=== Page ===

These Standard Terms of Engagement (“Terms”) apply in respect of all work carried out by us for you, except to the extent that we otherwise agree with you in writing.
The services which we are to provide for you are outlined in our engagement letter.
a. the fees which we will charge or the manner in which they will be arrived at, are set out in our engagement letter;
b. if the engagement letter specifies a fixed fee, we will charge this for the agreed scope of our services. Work which falls outside that scope will be charged on an hourly rate basis. We will advise you as soon as reasonably practicable if it becomes necessary for us to provide services outside the agreed scope and if requested, give you an estimate of the likely amount of the further costs;
c. where our fees are calculated on an hourly basis, the hourly rates are set out in our engagement letter. The differences in those rates reflect the experience and specialisation of our professional staff. Time spent is recorded in 6 minute units, with time rounded up to the next unit of 6 minutes.

===

» Problem A:
Translate into Spanish this sentence from the terms of engagement: "The services which we are to provide for you are outlined in our engagement letter."
» Problem B:
Resume the terms of engagement right after their last sentence, in the same style.

=== Dataset extract ===

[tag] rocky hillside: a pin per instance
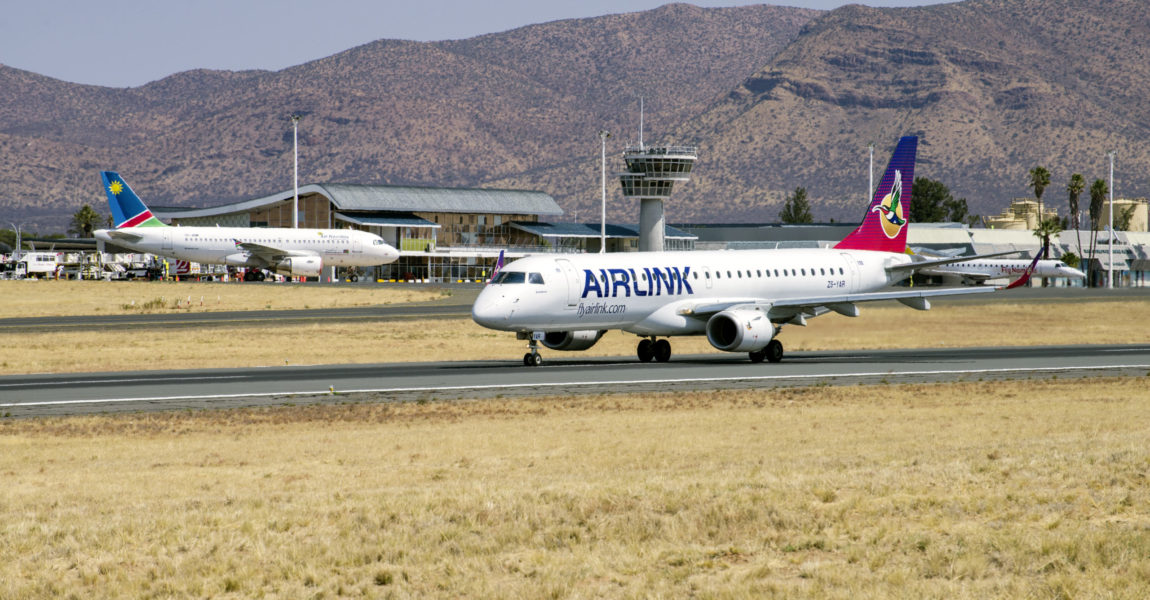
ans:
(452, 113)
(775, 98)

===

» Answer A:
Los servicios que le prestaremos se describen en nuestra carta de encargo.

» Answer B:
2.2 Disbursements and Expenses
In providing services we may incur disbursements or have to make payments to third parties on your behalf. These will be included in our invoice to you when the expense is incurred. We may require an advance payment for the disbursements or expenses which we will be incurring on your behalf.
These disbursements and expenses are charged to you at the same amount they are charged to us.
2.3 General Office Services
We also charge for general office services in addition to our fees, for things such as photocopying, facsimile charges, telephone calls, postage and deliveries, and other similar things.
Is payable by you on our fees and charges.
We will send interim invoices to you, usually monthly, and on completion of the matter, or termination of our engagement. We may also send you an invoice when we incur a significant expense.
Invoices are payable upon receipt, unless alternative arrangements have been made with us.
If an invoice is not paid when due, then we may elect:
a. to deduct any money outstanding from any other money we are holding on your behalf;
b. not to do any further work, and to retain custody of your documents or files, until all accounts are paid in full; or
c. to charge interest at 10% per annum on any amount outstanding one month after the date of the invoice (with interest payable from the date of the invoice up to and including the date of payment).
We may ask you to pre-pay amounts to us, or to provide security for our fees and expenses. You authorise us to:
a. debit against amounts pre-paid by you; and
b. deduct from any funds held on your behalf in our trust account,
any fees, expenses or disbursements for which we have provided an invoice.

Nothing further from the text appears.